**Page:**
On June 9, 1969, 23 year old University of Michigan graduate student Alice Kalom was found in a field with her throat cut, stab wounds, and a gunshot to the head. She was found by three teenage boys walking by an abandoned barn. Witnesses say that Alice had attending a party in Ann Arbor on June 7th and was seen dancing with a young man with long hair. Alice had been shot in the head, stabbed, her throat was slit, she had been raped, and she was found nude. A piece of her shirt had been cut off and wrapped around her head. Her clothes were found in the same area as her body.


Soon after Alice Kolam was found, a task force was set up. It took six murders before the task force happened. When you think about it, the first 3 were so spaced out, they probably were not thinking about it because they didn't happen around the same time as the last few. They were only counting the last few when they thought to band together for a task force. The people of the area raised money to hire famous psychic, Peter Hurkos. He helped out police in quite a few cases and some information he gave on the co-ed murders, but also gave some useless, unhelpful leads that sent investigators in the wrong direction.


On July 23, 1969, a missing person's report was filed for 18 year old Karen Sue Beineman to the Eastern Michigan University. The freshman did not return to her room that night. Karen was scheduled to pick up a wig downtown, where she was last seen. The worker at the wig shop said she was there earlier in the day and left on the back of a young man's blue motorcycle. Three days later, almost two years to the date the first victim, Mary Fleszar disappeared Karen was found. A doctor and his wife were out walking in a wooded area where they found her lifeless body. She has been beaten, strangled, and raped. Her underwear were stuffed into her mouth and human hair clippings were found in the underwear.

**Task a:**
How would you render this sentence from the co-ed murders text in Spanish: "Her clothes were found in the same area as her body."
This listing is unrelated to the co-ed murders text.

Stored entries
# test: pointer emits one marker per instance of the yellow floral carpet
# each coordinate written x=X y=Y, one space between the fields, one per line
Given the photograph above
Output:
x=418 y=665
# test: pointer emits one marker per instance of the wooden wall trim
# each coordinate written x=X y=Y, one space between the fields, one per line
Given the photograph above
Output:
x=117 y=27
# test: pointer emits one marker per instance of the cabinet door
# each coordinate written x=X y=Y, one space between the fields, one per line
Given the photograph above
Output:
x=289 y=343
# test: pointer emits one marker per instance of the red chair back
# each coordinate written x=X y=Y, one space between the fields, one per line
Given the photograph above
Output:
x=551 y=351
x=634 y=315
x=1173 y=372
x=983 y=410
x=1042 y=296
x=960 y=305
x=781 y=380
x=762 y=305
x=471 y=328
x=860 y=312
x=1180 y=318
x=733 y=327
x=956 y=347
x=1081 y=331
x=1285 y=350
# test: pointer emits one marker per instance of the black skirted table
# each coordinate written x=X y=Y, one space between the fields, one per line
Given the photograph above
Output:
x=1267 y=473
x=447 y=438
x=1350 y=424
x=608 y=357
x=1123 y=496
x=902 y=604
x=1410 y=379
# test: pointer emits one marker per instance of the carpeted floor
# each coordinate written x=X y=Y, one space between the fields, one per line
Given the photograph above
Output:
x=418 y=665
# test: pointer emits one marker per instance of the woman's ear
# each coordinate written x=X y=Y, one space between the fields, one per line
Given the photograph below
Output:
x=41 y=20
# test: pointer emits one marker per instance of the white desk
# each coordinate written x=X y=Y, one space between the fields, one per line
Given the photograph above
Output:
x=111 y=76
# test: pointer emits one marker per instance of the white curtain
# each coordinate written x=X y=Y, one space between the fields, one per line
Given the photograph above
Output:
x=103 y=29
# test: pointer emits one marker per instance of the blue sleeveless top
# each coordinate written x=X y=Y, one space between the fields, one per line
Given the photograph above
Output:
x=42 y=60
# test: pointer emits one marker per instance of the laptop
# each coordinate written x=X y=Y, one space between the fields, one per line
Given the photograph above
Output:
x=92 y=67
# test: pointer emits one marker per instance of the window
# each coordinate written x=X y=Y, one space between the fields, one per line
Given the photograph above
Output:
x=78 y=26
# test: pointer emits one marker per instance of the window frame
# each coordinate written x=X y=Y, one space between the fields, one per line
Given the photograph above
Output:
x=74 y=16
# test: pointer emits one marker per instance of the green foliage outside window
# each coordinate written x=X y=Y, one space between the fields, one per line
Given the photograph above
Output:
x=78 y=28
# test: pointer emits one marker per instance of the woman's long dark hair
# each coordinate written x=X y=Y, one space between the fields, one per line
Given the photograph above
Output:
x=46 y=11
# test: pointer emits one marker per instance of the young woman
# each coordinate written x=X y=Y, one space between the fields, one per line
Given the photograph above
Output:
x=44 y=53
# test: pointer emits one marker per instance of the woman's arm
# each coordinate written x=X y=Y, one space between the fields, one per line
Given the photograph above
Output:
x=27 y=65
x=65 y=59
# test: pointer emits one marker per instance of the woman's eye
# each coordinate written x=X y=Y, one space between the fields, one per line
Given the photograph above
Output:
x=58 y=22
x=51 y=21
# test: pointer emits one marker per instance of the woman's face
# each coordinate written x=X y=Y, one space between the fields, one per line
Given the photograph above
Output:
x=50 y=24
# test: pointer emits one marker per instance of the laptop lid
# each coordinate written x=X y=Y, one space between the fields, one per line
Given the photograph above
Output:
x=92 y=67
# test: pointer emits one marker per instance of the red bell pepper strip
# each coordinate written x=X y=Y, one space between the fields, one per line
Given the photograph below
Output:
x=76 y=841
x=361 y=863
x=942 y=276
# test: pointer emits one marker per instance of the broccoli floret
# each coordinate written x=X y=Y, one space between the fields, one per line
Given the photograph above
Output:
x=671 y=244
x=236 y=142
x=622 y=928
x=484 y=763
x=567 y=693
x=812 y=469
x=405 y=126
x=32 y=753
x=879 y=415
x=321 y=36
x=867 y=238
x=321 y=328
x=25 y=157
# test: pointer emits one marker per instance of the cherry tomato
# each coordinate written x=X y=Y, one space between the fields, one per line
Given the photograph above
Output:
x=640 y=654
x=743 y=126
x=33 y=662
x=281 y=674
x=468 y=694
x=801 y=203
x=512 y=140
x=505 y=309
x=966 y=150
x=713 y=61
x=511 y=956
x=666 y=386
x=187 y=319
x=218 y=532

**Task b:**
Could you update the listing so that "pointer" is replaced by "locator", with everything else left as is? Begin at the line that has "red chair back", stop after the line with "x=1410 y=379", and return only those lines.

**Expected answer a:**
Su ropa fue encontrada en la misma zona que su cuerpo.

**Expected answer b:**
# test: locator emits one marker per instance of the red chair back
# each coordinate written x=X y=Y, one space between the fields, one per line
Given the photograph above
Output:
x=551 y=351
x=634 y=315
x=1173 y=372
x=983 y=410
x=1042 y=296
x=960 y=305
x=781 y=380
x=762 y=305
x=471 y=328
x=860 y=312
x=1180 y=318
x=733 y=327
x=956 y=347
x=1081 y=331
x=1285 y=350
# test: locator emits one marker per instance of the black skirted table
# each coordinate written x=X y=Y, one space between the fields, one per line
Given the photograph above
Output:
x=1267 y=473
x=447 y=438
x=1350 y=424
x=608 y=357
x=1123 y=496
x=902 y=604
x=1410 y=379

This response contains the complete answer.